[Stored dataset items]
□ □ □ □ □
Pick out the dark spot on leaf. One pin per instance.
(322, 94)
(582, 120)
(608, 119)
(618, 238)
□ □ □ □ □
= Aim of the task =
Nothing in the entries above may be left out; retype them all exactly.

= Finished task =
Pick out the dark spot on leaf. One pin per instance.
(322, 94)
(582, 120)
(608, 119)
(618, 238)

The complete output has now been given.